* Begin Supplied material *

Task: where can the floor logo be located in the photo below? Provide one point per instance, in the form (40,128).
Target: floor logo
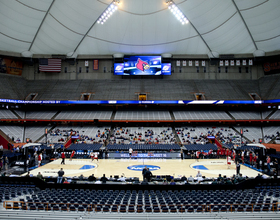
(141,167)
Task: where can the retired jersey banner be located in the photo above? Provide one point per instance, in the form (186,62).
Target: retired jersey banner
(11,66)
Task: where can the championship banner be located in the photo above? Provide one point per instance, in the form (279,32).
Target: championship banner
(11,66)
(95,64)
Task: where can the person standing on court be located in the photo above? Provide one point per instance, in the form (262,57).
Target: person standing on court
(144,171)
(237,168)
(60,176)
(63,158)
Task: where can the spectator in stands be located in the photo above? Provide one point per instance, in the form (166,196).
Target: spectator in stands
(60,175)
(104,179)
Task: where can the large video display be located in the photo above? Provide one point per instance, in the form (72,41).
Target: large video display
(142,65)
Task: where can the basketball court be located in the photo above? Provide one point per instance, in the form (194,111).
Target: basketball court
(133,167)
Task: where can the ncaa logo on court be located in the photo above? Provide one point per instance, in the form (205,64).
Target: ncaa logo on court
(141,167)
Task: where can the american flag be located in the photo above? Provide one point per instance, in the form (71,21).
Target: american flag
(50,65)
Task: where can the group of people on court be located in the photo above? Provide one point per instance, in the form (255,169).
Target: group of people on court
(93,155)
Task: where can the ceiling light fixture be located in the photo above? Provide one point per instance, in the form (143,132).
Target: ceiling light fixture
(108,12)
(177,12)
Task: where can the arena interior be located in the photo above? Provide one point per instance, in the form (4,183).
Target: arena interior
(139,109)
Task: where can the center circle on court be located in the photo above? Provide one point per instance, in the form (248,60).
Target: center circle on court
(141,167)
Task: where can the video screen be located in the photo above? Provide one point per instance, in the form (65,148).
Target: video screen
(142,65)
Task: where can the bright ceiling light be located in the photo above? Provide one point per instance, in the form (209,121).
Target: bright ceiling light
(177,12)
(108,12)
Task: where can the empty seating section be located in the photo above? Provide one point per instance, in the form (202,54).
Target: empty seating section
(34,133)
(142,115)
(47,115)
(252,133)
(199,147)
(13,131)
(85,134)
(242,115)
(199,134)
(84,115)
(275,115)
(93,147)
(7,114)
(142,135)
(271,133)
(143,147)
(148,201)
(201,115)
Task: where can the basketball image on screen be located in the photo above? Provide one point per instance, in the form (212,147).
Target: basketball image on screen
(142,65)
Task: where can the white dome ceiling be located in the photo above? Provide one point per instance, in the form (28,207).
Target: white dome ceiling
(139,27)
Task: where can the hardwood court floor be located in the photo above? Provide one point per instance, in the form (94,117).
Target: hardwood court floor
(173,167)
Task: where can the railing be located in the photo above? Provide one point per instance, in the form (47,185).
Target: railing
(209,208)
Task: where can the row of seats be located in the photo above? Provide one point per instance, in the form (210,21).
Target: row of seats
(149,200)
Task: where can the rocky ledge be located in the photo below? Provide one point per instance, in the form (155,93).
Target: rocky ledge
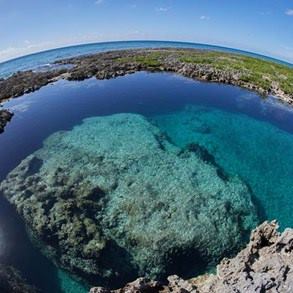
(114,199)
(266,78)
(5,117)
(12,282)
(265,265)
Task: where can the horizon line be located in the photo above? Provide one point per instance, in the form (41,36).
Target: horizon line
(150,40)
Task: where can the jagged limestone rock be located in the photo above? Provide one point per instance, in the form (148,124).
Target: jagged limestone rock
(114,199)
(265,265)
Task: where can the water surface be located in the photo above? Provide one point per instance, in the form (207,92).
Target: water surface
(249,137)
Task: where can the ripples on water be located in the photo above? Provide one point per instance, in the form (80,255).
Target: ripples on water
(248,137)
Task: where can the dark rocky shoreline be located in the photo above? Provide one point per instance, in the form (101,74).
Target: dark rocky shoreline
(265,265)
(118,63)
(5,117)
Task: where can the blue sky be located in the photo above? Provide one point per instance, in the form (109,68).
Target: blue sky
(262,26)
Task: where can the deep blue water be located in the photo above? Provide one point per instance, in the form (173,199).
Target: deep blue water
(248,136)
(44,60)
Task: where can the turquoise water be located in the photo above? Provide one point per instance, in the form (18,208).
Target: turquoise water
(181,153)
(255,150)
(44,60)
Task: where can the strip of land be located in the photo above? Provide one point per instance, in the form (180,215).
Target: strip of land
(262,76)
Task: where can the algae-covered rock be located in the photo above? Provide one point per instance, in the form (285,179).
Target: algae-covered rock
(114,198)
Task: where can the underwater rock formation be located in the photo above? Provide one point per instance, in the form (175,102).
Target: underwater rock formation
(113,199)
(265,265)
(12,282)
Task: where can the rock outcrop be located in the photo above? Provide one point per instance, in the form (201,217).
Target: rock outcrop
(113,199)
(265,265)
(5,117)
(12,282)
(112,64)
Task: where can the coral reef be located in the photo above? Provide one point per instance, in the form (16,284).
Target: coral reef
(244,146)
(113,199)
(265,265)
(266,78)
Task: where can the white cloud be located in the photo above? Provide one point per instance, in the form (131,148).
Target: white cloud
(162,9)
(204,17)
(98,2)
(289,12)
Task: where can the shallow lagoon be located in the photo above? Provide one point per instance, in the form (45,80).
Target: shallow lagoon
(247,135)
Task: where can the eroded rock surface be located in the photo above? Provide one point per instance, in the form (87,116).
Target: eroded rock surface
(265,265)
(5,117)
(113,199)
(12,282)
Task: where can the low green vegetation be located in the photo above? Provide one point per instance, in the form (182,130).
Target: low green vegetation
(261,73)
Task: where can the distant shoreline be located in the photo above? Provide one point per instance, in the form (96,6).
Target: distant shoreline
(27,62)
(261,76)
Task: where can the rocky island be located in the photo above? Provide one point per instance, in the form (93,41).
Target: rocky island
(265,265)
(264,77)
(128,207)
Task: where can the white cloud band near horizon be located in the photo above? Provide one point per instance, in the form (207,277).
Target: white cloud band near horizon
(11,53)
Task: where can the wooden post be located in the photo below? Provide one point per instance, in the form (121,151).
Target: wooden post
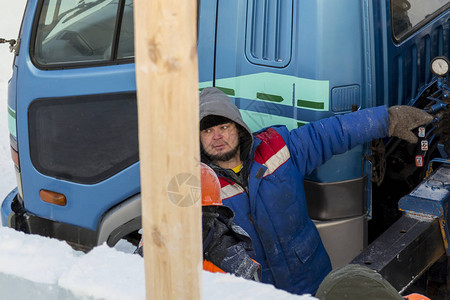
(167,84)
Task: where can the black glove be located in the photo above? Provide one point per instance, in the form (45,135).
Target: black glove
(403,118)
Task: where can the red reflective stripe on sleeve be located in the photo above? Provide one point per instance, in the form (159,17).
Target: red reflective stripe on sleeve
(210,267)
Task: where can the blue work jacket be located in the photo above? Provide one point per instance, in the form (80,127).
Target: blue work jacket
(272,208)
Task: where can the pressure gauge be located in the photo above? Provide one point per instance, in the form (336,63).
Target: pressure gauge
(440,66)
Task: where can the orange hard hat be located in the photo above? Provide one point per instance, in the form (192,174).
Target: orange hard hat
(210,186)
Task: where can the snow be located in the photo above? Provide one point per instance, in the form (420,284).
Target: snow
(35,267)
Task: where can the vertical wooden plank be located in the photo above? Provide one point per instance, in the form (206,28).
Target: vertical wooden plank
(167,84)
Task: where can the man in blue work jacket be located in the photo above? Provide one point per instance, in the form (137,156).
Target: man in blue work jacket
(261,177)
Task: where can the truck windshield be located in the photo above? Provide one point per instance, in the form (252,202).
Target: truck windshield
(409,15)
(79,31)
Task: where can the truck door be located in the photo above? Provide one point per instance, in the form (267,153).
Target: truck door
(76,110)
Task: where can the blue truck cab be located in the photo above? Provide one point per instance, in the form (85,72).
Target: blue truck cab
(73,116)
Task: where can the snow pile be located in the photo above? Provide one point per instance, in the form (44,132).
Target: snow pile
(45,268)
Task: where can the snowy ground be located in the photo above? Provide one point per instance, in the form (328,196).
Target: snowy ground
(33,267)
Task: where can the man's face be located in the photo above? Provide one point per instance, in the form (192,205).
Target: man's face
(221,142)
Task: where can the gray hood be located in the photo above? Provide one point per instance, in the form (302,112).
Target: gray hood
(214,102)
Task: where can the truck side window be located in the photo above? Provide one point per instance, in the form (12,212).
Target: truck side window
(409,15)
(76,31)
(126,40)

* End Supplied material *

Transcribe the full listing above exactly, with the images removed.

Task: where can the floor logo be located in the photo below? Provide one point per instance, in the form (40,128).
Target: floor logo
(141,167)
Task: where can the retired jersey banner be located in the photo above? Provide one point per instance, in the form (186,62).
Target: retired jersey banner
(11,66)
Task: where can the championship banner be located in the photo above? Provide one point per instance, in the form (279,32).
Target: championship banner
(11,66)
(95,64)
Task: where can the person standing on court be located in the photo above? Provide one point per instance, in the form (262,57).
Target: person standing on court
(144,171)
(237,168)
(60,176)
(63,158)
Task: where can the spectator in stands be located in the photo above? Provide one point per instance, in the form (166,196).
Target: spectator in stands
(60,175)
(104,179)
Task: where can the large video display be located in the photo above? Provide one point per instance, in the form (72,41).
Target: large video display
(142,65)
Task: where can the basketball court be located in the photo above? Provide one point per instance, in the form (194,111).
Target: basketball court
(133,167)
Task: where can the ncaa logo on court be located in the photo above? Provide one point per instance, in the form (205,64).
Target: ncaa logo on court
(141,167)
Task: where can the american flag be located in the photo above? Provide one point per instance, in the form (71,21).
Target: american flag
(50,65)
Task: where can the group of people on court be located in the photo above? Provide one point per instance, in the form (255,169).
Target: group of people on court
(93,155)
Task: where can the ceiling light fixture be located in the photo above? Provide one point per instance, in the form (143,132).
Target: ceiling light fixture
(108,12)
(177,12)
Task: where can the arena interior be located in the photo above? Provide one point per instance, in the form (4,183).
Target: arena interior
(139,109)
Task: where can the center circle on court be located in the photo above? Provide one point per instance, in the form (248,60).
Target: center circle on court
(141,167)
Task: where can the video screen be located in the photo above? Provide one point per instance, in the form (65,148).
Target: video screen
(142,65)
Task: where can the bright ceiling light be located in the photo above? Provide one point per instance, in the form (209,121).
Target: bright ceiling light
(177,12)
(108,12)
Task: where can the empty seating section be located in the photo above? Provide one point per instance, in the form (202,54).
Target: empty seating section
(34,133)
(142,115)
(47,115)
(252,133)
(199,147)
(13,131)
(85,134)
(242,115)
(199,134)
(84,115)
(275,115)
(93,147)
(7,114)
(142,135)
(271,133)
(143,147)
(148,201)
(201,115)
Task: where can the basketball image on screen be located in the photo above? Provide one point per instance, in the form (212,147).
Target: basketball image on screen
(142,65)
Task: where can the white dome ceiling be located in the photo above? Provide one point per instance, in the form (28,207).
Target: white dome ceiling
(139,27)
Task: where can the hardwood court floor be located in the photo above? Provide one point per instance, in the form (94,117).
Target: hardwood court floor
(173,167)
Task: where can the railing be located in the photo above? Provide one point per instance, in the form (47,185).
Target: railing
(209,208)
Task: where can the row of seats be located in the photo above? Provide one point per instance, in the form (210,21).
Target: row of seats
(149,200)
Task: where can the rocky ledge be located in the photo below? Provide one point per instance, in the form (155,93).
Target: rocky ledge
(114,199)
(266,78)
(5,117)
(12,282)
(265,265)
Task: where can the horizon line be located in the photo above? Provide one point per instance, in the form (41,36).
Target: horizon line
(150,40)
Task: where can the jagged limestone rock be located in the photo above? Provide one point per instance, in the form (148,124).
Target: jagged limestone rock
(114,199)
(265,265)
Task: where can the water surface be located in the photo above? Provide one point per instance, in the form (207,92).
Target: water surface
(249,137)
Task: where can the ripples on water be located in the photo above? Provide one point per instance, in the form (80,255).
Target: ripples on water
(248,137)
Task: where can the dark rocky shoreline be located in the photo above? Provide one point per instance, in the form (101,74).
Target: dark rocky shoreline
(265,265)
(118,63)
(5,117)
Task: where can the blue sky be located in the photo above? Provide one point per instance, in the form (109,68).
Target: blue sky
(262,26)
Task: where can the deep blue water be located in the photo above? Provide one point per instance, in the form (173,199).
Target: deep blue water
(248,136)
(44,60)
Task: where can the turquoise water be located in the photo above? Provide one point per instance, in the form (18,208).
Target: turquoise water
(181,153)
(255,150)
(44,60)
Task: where can the strip of land be located in the photo above? Provide one point per instance, in the form (180,215).
Target: strip of land
(262,76)
Task: where can the algae-covered rock be located in the photo above? Provide one point per instance, in the form (285,179).
Target: algae-covered rock
(114,198)
Task: where can the underwater rock formation be located in the photo above? Provide one point per instance, in the form (175,102).
Target: underwater rock formation
(113,199)
(265,265)
(12,282)
Task: where can the rock outcrop be located in the photo above? Provide one point per instance, in the form (201,217).
Target: rock outcrop
(113,199)
(265,265)
(5,117)
(12,282)
(112,64)
Task: where can the coral reef be located in the photo above? Provide one point per instance, in the form (16,284).
Target: coral reef
(244,146)
(113,199)
(265,265)
(266,78)
Task: where can the white cloud be located in the photo above? Provide one point per instance, in the form (131,148).
Target: white cloud
(162,9)
(204,17)
(98,2)
(289,12)
Task: where can the shallow lagoon be located in the photo above? Provide one point per instance, in the form (45,80).
Target: shallow lagoon
(247,135)
Task: where can the eroded rock surface be located in the photo above? Provide one point per instance, in the form (87,116).
Target: eroded rock surface
(265,265)
(5,117)
(113,199)
(12,282)
Task: where can the low green vegetation be located in the photo above? Provide one point per instance, in the form (182,130).
Target: low green vegetation
(261,73)
Task: where can the distant shoreline be located in the photo above? Provide one point per instance, in the form (96,6).
Target: distant shoreline
(27,62)
(261,76)
Task: where can the rocky island be located in the photo above? Provide one point per instance, in the form (93,41).
Target: rocky island
(265,265)
(264,77)
(128,207)
Task: where can the white cloud band near horizon be located in the photo above? Provide one point per instance, in the form (207,277).
Target: white cloud band near horizon
(11,53)
Task: where can the wooden post be located in the photo below? Provide one point per instance, in the form (121,151).
Target: wooden post
(167,84)
Task: where can the black glove be located in the photo above? Provide one point per instance, in the form (45,135).
Target: black glove
(403,118)
Task: where can the red reflective stripe on sleeve be located in the photo above? Provide one point per instance, in the form (159,17).
Target: red reflective stripe on sleeve
(210,267)
Task: where can the blue work jacket be located in the photo above? Provide one point per instance, in the form (80,127).
Target: blue work jacket
(272,208)
Task: where can the pressure gauge be located in the photo above? Provide one point per instance, in the form (336,63).
Target: pressure gauge
(440,66)
Task: where can the orange hard hat be located in the photo above? Provide one point per instance, in the form (192,174).
Target: orange hard hat
(210,186)
Task: where can the snow be located in the photo above? Provide one point per instance, in the form (420,284).
Target: snow
(35,267)
Task: where can the vertical wooden plank be located in the photo above? Provide one point per instance, in the form (206,28).
Target: vertical wooden plank
(167,84)
Task: where can the man in blue work jacket be located in the photo above? Provide one point per instance, in the form (137,156).
Target: man in blue work jacket
(261,177)
Task: where can the truck windshield be located in the photo above? Provide one point per instance, in the form (252,202).
Target: truck windshield
(409,15)
(79,31)
Task: where can the truck door be located in the photo above? Provide one point per instance, in the form (267,153).
Target: truck door
(76,110)
Task: where can the blue truck cab be located in the photo above? Provide one point per instance, in the form (85,72).
Target: blue truck cab
(73,116)
Task: where can the snow pile be located in the photo above? Provide one point per instance, in the form (44,132).
Target: snow pile
(45,268)
Task: where can the snowy ground be located in the photo above? Provide one point per instance, in the form (328,196).
Target: snowy ground
(33,267)
Task: where can the man's face be located in the photo above? Provide one point per instance, in the form (192,205).
Target: man's face
(221,142)
Task: where can the gray hood be located in the photo above? Provide one point per instance, in the form (302,112).
Target: gray hood
(214,102)
Task: where can the truck side window be located in the photo above? Provide one point per instance, in the form (12,212).
Target: truck side window
(409,15)
(76,31)
(126,40)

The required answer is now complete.